* PROBLEM TO WORK ON *
Set down exactly the lines that run from the line with "As a warehouse robot's perception module, locate black shorts" to the end of the data, and nothing else.

* RECORDS SUPPLIED *
╔══
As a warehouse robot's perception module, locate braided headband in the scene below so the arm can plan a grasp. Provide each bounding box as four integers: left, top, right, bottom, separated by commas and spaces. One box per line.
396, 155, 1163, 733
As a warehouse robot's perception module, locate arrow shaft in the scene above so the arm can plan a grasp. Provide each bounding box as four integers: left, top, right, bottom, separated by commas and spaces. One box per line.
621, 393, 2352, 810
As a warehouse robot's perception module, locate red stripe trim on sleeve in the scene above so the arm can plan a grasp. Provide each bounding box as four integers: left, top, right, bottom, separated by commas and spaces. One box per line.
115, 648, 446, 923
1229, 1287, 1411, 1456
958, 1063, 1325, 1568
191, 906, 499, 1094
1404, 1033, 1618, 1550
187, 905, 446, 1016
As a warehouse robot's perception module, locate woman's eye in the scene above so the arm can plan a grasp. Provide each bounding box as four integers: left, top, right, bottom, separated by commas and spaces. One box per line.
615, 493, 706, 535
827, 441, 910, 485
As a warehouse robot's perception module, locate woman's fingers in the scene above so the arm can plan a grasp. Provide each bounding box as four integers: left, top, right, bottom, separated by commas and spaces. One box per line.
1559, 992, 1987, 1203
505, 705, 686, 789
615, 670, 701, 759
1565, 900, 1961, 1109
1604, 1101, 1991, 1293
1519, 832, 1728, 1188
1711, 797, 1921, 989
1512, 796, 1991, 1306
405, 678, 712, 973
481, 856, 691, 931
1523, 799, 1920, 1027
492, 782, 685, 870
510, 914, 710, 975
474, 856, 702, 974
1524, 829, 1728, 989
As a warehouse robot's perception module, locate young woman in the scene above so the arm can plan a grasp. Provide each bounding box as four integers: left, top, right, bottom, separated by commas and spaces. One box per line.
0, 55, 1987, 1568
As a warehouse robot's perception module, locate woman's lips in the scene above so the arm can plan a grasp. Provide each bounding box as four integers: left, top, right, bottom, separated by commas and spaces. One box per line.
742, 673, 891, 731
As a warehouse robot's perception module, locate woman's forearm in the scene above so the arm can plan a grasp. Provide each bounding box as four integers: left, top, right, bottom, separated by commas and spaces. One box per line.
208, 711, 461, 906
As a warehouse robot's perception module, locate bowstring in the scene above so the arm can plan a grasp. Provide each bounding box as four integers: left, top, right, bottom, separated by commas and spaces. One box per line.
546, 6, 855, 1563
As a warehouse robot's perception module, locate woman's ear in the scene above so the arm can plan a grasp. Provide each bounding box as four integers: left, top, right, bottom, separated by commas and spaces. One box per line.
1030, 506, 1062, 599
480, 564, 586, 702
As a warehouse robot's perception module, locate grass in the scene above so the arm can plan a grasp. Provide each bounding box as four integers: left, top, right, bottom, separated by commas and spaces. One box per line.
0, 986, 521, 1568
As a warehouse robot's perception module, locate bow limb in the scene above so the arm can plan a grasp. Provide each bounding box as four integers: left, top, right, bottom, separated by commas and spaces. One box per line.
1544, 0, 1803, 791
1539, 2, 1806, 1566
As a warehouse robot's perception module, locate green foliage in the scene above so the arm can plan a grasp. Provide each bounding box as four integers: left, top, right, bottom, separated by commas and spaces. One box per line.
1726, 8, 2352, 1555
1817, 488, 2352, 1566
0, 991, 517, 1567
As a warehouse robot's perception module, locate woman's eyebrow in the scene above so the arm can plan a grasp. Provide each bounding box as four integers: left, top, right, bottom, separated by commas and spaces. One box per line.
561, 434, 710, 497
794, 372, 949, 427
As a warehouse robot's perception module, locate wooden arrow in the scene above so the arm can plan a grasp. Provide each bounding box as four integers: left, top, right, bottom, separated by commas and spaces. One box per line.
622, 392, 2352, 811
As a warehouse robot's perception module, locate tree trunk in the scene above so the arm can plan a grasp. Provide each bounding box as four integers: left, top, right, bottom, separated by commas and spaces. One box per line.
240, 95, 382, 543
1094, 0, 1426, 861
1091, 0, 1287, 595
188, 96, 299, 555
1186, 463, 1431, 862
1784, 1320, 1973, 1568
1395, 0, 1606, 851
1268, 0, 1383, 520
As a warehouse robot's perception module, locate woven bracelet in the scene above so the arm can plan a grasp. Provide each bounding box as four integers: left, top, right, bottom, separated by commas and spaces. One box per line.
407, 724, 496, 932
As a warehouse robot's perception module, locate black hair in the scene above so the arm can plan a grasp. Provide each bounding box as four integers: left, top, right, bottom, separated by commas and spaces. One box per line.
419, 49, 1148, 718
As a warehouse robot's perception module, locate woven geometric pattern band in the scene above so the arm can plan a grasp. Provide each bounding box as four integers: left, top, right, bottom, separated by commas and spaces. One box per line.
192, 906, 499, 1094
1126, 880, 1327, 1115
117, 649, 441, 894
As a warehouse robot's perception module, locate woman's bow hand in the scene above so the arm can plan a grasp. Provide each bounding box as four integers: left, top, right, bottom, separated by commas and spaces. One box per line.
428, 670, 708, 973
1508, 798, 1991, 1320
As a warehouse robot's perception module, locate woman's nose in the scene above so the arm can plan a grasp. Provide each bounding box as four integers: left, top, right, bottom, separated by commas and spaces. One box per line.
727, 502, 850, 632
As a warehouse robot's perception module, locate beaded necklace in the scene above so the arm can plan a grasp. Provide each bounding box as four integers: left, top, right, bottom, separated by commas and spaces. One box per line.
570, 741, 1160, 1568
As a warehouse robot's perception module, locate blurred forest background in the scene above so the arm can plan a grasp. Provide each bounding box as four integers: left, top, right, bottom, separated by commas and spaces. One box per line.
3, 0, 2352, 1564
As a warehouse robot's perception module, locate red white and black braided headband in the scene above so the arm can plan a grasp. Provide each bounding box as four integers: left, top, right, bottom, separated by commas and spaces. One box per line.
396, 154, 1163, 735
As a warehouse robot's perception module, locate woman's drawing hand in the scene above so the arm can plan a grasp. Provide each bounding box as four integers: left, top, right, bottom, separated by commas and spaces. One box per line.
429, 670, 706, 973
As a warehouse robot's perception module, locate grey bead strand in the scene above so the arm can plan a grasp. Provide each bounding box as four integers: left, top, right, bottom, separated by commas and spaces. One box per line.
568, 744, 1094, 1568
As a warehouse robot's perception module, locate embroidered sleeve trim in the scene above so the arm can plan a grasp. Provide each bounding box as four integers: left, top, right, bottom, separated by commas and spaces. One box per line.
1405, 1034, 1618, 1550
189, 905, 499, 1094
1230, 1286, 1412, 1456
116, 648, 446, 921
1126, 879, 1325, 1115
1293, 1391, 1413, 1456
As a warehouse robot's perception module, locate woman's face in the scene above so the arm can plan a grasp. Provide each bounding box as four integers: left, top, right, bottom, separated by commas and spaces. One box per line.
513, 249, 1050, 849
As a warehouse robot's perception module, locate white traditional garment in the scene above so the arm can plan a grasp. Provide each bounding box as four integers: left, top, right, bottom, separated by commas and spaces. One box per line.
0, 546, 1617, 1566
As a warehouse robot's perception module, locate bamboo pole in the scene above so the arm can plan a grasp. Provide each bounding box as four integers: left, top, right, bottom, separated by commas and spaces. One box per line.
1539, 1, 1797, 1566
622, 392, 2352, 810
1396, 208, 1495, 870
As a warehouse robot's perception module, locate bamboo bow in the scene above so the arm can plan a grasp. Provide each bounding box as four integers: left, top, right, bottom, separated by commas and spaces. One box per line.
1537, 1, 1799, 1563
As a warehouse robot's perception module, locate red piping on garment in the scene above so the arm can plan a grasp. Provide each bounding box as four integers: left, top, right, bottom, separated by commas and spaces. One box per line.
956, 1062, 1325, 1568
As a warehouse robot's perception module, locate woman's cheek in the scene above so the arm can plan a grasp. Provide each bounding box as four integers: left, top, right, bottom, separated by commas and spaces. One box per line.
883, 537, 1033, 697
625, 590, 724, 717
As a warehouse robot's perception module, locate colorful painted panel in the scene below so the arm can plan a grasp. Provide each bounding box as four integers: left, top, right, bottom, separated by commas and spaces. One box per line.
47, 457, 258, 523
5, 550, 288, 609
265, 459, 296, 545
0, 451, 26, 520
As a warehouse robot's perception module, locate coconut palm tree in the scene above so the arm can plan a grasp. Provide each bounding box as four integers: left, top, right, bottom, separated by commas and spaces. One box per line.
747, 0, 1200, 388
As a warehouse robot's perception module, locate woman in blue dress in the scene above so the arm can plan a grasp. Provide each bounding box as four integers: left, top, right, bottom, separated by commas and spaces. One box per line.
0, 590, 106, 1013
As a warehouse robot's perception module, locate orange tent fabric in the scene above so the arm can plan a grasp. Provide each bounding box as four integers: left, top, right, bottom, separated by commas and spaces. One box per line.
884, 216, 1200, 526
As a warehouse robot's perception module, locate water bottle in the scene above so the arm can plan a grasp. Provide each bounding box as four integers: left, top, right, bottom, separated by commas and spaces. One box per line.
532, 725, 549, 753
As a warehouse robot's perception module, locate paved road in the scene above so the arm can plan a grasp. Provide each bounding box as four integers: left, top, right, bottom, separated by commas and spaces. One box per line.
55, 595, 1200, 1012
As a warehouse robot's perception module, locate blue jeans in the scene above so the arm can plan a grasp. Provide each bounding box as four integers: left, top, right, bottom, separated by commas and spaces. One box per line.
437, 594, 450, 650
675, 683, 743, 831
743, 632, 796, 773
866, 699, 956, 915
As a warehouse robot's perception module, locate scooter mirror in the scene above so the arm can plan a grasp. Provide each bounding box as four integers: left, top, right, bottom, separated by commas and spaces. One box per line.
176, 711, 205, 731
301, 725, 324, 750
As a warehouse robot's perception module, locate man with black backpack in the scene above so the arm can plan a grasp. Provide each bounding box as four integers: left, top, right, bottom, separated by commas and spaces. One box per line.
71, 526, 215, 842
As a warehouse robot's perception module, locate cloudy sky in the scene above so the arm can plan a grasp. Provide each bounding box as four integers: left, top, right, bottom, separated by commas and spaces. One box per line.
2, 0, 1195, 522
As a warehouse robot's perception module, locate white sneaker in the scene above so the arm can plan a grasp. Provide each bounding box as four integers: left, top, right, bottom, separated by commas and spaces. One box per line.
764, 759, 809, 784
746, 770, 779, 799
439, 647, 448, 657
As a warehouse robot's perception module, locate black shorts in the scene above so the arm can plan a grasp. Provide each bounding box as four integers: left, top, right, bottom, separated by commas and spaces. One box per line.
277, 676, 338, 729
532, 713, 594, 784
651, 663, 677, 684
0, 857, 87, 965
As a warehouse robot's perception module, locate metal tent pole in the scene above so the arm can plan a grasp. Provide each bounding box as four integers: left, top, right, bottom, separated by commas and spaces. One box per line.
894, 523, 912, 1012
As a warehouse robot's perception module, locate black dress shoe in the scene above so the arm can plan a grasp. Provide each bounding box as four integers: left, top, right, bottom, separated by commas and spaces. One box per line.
╚══
* RESPONSE TO THIS TASK *
As a warehouse robot's perception module, locate black shorts in the scene above so the arm can plan a grasp. Provide each bounding box as four integers: left, top, right, bottom, separated by commas and spaces. One box per line.
277, 676, 338, 729
532, 713, 594, 784
651, 663, 677, 684
0, 857, 87, 965
As a warehouse robot's perception module, locate metal tent pole in the scene above so the arm can plan a grasp. Provide each bounding box as four integers: left, top, right, bottom, separated by commas and spaces. One box per line.
894, 523, 912, 1012
As a warehouse robot's perception module, locate black dress shoe in the scene above so the arm can plan a grasp. Provide each bounding box as four integers: left, top, right, bottom, separated by commas and spaces. One box per line.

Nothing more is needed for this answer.